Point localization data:
══════════════════════════════
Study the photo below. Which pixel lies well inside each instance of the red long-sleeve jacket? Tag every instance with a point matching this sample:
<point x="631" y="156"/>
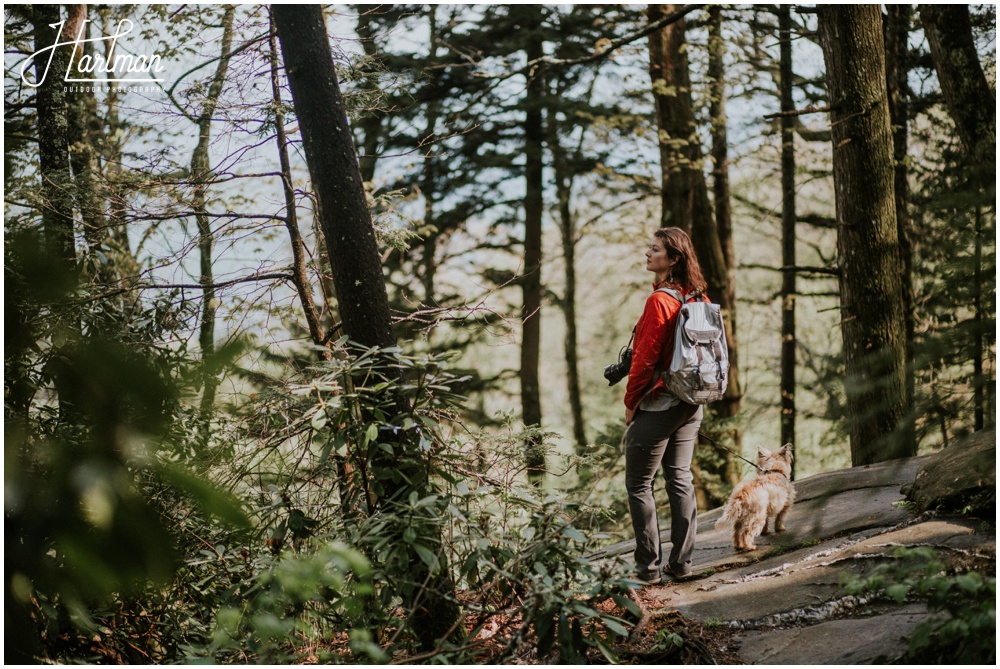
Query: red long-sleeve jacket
<point x="654" y="341"/>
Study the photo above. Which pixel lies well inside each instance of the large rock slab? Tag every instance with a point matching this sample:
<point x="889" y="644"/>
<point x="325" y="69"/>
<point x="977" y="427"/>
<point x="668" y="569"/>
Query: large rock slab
<point x="874" y="640"/>
<point x="827" y="505"/>
<point x="961" y="475"/>
<point x="803" y="586"/>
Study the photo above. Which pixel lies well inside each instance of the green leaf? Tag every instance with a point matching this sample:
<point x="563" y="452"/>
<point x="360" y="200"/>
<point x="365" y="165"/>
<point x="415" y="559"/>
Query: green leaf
<point x="605" y="651"/>
<point x="210" y="498"/>
<point x="616" y="627"/>
<point x="897" y="591"/>
<point x="628" y="604"/>
<point x="427" y="555"/>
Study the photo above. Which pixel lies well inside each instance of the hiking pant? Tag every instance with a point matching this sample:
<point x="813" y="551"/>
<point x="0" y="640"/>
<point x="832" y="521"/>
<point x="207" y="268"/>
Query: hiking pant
<point x="653" y="439"/>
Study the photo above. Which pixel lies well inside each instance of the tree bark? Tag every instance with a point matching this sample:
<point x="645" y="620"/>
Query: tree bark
<point x="568" y="235"/>
<point x="684" y="193"/>
<point x="788" y="217"/>
<point x="867" y="246"/>
<point x="300" y="279"/>
<point x="201" y="178"/>
<point x="82" y="112"/>
<point x="531" y="278"/>
<point x="971" y="103"/>
<point x="353" y="250"/>
<point x="53" y="144"/>
<point x="685" y="205"/>
<point x="897" y="70"/>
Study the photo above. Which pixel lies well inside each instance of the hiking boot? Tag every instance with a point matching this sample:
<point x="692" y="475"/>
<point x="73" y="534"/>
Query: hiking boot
<point x="653" y="578"/>
<point x="677" y="575"/>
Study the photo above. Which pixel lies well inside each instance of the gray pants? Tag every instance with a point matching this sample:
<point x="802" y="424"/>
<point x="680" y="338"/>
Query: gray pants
<point x="667" y="438"/>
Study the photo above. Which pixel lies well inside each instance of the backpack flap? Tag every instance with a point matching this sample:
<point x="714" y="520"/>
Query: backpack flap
<point x="699" y="369"/>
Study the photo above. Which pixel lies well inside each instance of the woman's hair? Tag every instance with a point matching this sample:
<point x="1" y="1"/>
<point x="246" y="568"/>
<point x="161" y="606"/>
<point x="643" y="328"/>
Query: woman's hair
<point x="687" y="271"/>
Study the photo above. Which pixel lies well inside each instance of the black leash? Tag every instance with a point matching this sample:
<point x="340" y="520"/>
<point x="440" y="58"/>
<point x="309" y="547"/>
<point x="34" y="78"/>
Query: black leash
<point x="752" y="464"/>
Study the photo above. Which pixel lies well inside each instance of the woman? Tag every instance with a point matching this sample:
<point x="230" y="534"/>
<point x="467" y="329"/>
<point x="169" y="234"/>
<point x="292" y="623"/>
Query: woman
<point x="662" y="430"/>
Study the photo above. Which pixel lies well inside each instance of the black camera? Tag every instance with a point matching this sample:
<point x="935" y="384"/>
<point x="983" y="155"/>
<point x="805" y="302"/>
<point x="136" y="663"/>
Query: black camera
<point x="619" y="370"/>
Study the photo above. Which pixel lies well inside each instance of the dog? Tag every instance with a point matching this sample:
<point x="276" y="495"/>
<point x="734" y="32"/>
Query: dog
<point x="755" y="501"/>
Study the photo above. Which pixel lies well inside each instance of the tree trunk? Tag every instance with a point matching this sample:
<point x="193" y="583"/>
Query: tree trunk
<point x="568" y="234"/>
<point x="82" y="112"/>
<point x="897" y="70"/>
<point x="53" y="145"/>
<point x="301" y="280"/>
<point x="201" y="178"/>
<point x="971" y="103"/>
<point x="531" y="278"/>
<point x="685" y="205"/>
<point x="353" y="249"/>
<point x="729" y="406"/>
<point x="978" y="330"/>
<point x="867" y="247"/>
<point x="684" y="193"/>
<point x="788" y="287"/>
<point x="428" y="179"/>
<point x="111" y="154"/>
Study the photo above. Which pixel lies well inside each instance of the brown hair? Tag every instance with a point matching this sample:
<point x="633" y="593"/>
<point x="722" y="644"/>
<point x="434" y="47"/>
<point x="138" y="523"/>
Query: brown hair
<point x="687" y="271"/>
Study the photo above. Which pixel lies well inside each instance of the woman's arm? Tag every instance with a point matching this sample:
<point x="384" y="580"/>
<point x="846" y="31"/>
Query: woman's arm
<point x="650" y="338"/>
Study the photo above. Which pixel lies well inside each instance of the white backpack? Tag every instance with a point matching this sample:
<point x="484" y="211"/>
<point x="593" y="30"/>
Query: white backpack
<point x="699" y="369"/>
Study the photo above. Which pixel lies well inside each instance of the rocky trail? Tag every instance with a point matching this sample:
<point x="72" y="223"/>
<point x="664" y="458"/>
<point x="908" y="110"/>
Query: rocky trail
<point x="784" y="603"/>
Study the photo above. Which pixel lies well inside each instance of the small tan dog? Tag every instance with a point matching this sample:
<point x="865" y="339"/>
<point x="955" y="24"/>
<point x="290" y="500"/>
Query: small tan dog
<point x="755" y="501"/>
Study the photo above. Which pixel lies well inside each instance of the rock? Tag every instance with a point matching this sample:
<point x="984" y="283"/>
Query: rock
<point x="876" y="640"/>
<point x="959" y="478"/>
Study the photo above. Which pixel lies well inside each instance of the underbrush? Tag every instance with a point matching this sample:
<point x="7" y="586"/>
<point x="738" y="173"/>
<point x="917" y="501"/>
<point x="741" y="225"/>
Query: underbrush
<point x="962" y="625"/>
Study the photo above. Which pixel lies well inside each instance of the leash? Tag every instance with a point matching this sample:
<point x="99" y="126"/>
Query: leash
<point x="752" y="464"/>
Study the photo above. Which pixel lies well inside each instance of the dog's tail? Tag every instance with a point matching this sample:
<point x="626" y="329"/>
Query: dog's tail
<point x="726" y="519"/>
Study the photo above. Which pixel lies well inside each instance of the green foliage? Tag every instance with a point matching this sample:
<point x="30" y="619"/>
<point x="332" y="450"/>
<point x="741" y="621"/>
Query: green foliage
<point x="298" y="600"/>
<point x="962" y="627"/>
<point x="425" y="509"/>
<point x="90" y="406"/>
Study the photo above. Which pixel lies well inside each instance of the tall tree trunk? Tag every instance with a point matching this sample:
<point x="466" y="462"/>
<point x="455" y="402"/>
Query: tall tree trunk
<point x="82" y="111"/>
<point x="201" y="178"/>
<point x="299" y="276"/>
<point x="867" y="246"/>
<point x="971" y="103"/>
<point x="978" y="329"/>
<point x="357" y="271"/>
<point x="897" y="70"/>
<point x="428" y="179"/>
<point x="111" y="154"/>
<point x="684" y="193"/>
<point x="729" y="406"/>
<point x="53" y="145"/>
<point x="568" y="234"/>
<point x="788" y="276"/>
<point x="685" y="205"/>
<point x="531" y="279"/>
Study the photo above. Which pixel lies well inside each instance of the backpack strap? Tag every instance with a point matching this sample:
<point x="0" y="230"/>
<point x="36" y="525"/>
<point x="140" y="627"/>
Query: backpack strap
<point x="676" y="294"/>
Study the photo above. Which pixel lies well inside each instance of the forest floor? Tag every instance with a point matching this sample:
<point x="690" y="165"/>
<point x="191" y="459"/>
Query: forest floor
<point x="785" y="603"/>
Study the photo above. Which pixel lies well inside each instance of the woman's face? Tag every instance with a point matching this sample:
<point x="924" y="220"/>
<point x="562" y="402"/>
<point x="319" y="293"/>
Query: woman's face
<point x="657" y="260"/>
══════════════════════════════
TASK PROMPT:
Please set the records down again exactly as written. The pictures should not be included.

YOUR RESPONSE:
Study the photo below. Which pixel lies well inside each instance of the red long-sleeve jacket? Tag every instance with a point matching this sample:
<point x="631" y="156"/>
Query: red long-sleeve jacket
<point x="654" y="341"/>
Study the photo above. Which pixel lies well inside each instance of the large rock slab? Tag every instance with a point matching this sample:
<point x="889" y="644"/>
<point x="325" y="69"/>
<point x="977" y="427"/>
<point x="668" y="569"/>
Query: large rock slab
<point x="874" y="640"/>
<point x="827" y="505"/>
<point x="961" y="475"/>
<point x="803" y="586"/>
Study the photo above. Which pixel lies well inside each instance of the green leaf? Tag every instance with a point matching this sample:
<point x="563" y="452"/>
<point x="360" y="200"/>
<point x="365" y="165"/>
<point x="415" y="559"/>
Query: green leaf
<point x="605" y="651"/>
<point x="210" y="498"/>
<point x="616" y="627"/>
<point x="897" y="591"/>
<point x="628" y="604"/>
<point x="427" y="555"/>
Study the photo above. Which pixel lies well inside each instance of the hiking pant? Tag every instance with a point matching this sample:
<point x="813" y="551"/>
<point x="0" y="640"/>
<point x="832" y="521"/>
<point x="207" y="268"/>
Query: hiking pant
<point x="653" y="439"/>
Study the photo above. Which pixel lies well inside each instance of the tree bark? Tag every instance with a point matching this sample:
<point x="645" y="620"/>
Query: tree bark
<point x="568" y="235"/>
<point x="684" y="193"/>
<point x="788" y="217"/>
<point x="867" y="246"/>
<point x="300" y="279"/>
<point x="201" y="178"/>
<point x="82" y="112"/>
<point x="531" y="278"/>
<point x="971" y="103"/>
<point x="353" y="250"/>
<point x="53" y="144"/>
<point x="685" y="205"/>
<point x="897" y="70"/>
Study the photo above. Which pixel lies well inside each instance of the hiking boot? Tag every instance with a point matching this sample:
<point x="692" y="475"/>
<point x="73" y="534"/>
Query: hiking boot
<point x="653" y="578"/>
<point x="677" y="575"/>
Study the photo above. Which pixel lies well inside each instance of the gray pants? Tag every instance with a point matching this sample:
<point x="802" y="424"/>
<point x="680" y="338"/>
Query: gray pants
<point x="667" y="438"/>
Study the photo above. Which pixel lies well inside each instance of the backpack flap? Tag every instance with a point matching this sample:
<point x="714" y="520"/>
Query: backpack flap
<point x="699" y="369"/>
Study the photo above. Which pixel lies well inside each instance of the woman's hair? Tag every instance with a point matching this sample:
<point x="1" y="1"/>
<point x="246" y="568"/>
<point x="161" y="606"/>
<point x="643" y="328"/>
Query: woman's hair
<point x="687" y="271"/>
Study the photo above. Which pixel lies well inside each instance of the black leash? Tag every instance with a point matching this sample:
<point x="340" y="520"/>
<point x="440" y="58"/>
<point x="309" y="547"/>
<point x="34" y="78"/>
Query: black leash
<point x="752" y="464"/>
Study the photo above. Which pixel lies well inside each instance of the woman? Tag every instance with a point matching this sample:
<point x="230" y="534"/>
<point x="467" y="329"/>
<point x="169" y="234"/>
<point x="292" y="623"/>
Query: woman
<point x="662" y="430"/>
Study the photo above. Which pixel lies well inside each instance of the black camera? Tag every instance with a point matching this sample:
<point x="935" y="384"/>
<point x="983" y="155"/>
<point x="805" y="302"/>
<point x="136" y="663"/>
Query: black camera
<point x="619" y="370"/>
Study the photo above. Which pixel lies well inside each instance of the dog? Tag every instance with a point matching this sample:
<point x="276" y="495"/>
<point x="734" y="32"/>
Query: dog
<point x="755" y="501"/>
Study the photo above. Which pixel lies well inside each instance of the tree trunk? Tag every instance with a point matching this sample:
<point x="193" y="583"/>
Query: tree trunk
<point x="568" y="234"/>
<point x="82" y="112"/>
<point x="897" y="70"/>
<point x="53" y="145"/>
<point x="301" y="280"/>
<point x="201" y="178"/>
<point x="971" y="103"/>
<point x="531" y="278"/>
<point x="685" y="205"/>
<point x="353" y="249"/>
<point x="729" y="406"/>
<point x="978" y="330"/>
<point x="867" y="247"/>
<point x="684" y="193"/>
<point x="788" y="287"/>
<point x="428" y="179"/>
<point x="111" y="154"/>
Study the photo above. Which pixel lies well inside each instance of the brown hair? Tag every instance with a point matching this sample:
<point x="633" y="593"/>
<point x="722" y="644"/>
<point x="434" y="47"/>
<point x="138" y="523"/>
Query: brown hair
<point x="687" y="271"/>
Study the photo above. Which pixel lies well inside each instance of the woman's arm? Tag every instance with a point matching this sample:
<point x="384" y="580"/>
<point x="846" y="31"/>
Query: woman's arm
<point x="650" y="338"/>
Study the photo above. Which pixel lies well inside each instance of the white backpack? Tag every instance with a point matching this sample:
<point x="484" y="211"/>
<point x="593" y="30"/>
Query: white backpack
<point x="699" y="369"/>
Study the photo above. Which pixel lies well inside each instance of the rocky trail? Tag every instance with a point matching this sample:
<point x="72" y="223"/>
<point x="664" y="458"/>
<point x="908" y="110"/>
Query: rocky trail
<point x="784" y="603"/>
Study the photo above. Which pixel lies well inside each instance of the small tan dog? Tag every instance with a point matching this sample:
<point x="865" y="339"/>
<point x="955" y="24"/>
<point x="290" y="500"/>
Query: small tan dog
<point x="755" y="501"/>
Study the photo above. Which pixel lies well inside each instance of the rock? Tag every instance with a point matching this sample:
<point x="984" y="283"/>
Query: rock
<point x="876" y="640"/>
<point x="959" y="478"/>
Study the photo above. Which pixel lies well inside each instance of the underbrush? Tag every instance with a point matching this sample:
<point x="7" y="586"/>
<point x="738" y="173"/>
<point x="917" y="501"/>
<point x="741" y="225"/>
Query: underbrush
<point x="962" y="625"/>
Study the photo above. Which pixel lies well inside each instance of the leash? Tag every instance with a point matching this sample:
<point x="99" y="126"/>
Query: leash
<point x="752" y="464"/>
Study the photo above. Which pixel lies well inside each instance of the dog's tail? Tag every instance with a point matching this sample:
<point x="626" y="329"/>
Query: dog's tail
<point x="726" y="519"/>
Study the photo above. Which pixel lies well inside each instance of the green foliage? Tag every instance with a point matching this sample:
<point x="30" y="619"/>
<point x="332" y="450"/>
<point x="741" y="621"/>
Query: green foliage
<point x="298" y="600"/>
<point x="962" y="627"/>
<point x="425" y="509"/>
<point x="90" y="406"/>
Study the photo above. Which pixel lies well inside each instance of the tall tree trunk? Tag every instance with a point matching this sample:
<point x="466" y="462"/>
<point x="455" y="402"/>
Query: tall tree trunk
<point x="82" y="111"/>
<point x="201" y="178"/>
<point x="299" y="276"/>
<point x="867" y="246"/>
<point x="971" y="103"/>
<point x="978" y="329"/>
<point x="357" y="271"/>
<point x="897" y="70"/>
<point x="428" y="179"/>
<point x="111" y="154"/>
<point x="684" y="193"/>
<point x="729" y="406"/>
<point x="53" y="145"/>
<point x="568" y="234"/>
<point x="788" y="276"/>
<point x="685" y="205"/>
<point x="531" y="279"/>
Study the photo above. Which pixel lies well inside each instance of the backpack strap? Tag every instance with a point matching this sample:
<point x="0" y="230"/>
<point x="36" y="525"/>
<point x="140" y="627"/>
Query: backpack strap
<point x="676" y="294"/>
Study the photo above. Which pixel lies well inside each instance of the forest floor? Tag every instance with a point matching this sample:
<point x="690" y="165"/>
<point x="191" y="459"/>
Query: forest floor
<point x="785" y="603"/>
Study the photo above. Which pixel lies well inside each instance of the woman's face? Tag every instance with a point matching this sample:
<point x="924" y="220"/>
<point x="562" y="402"/>
<point x="319" y="293"/>
Query: woman's face
<point x="657" y="260"/>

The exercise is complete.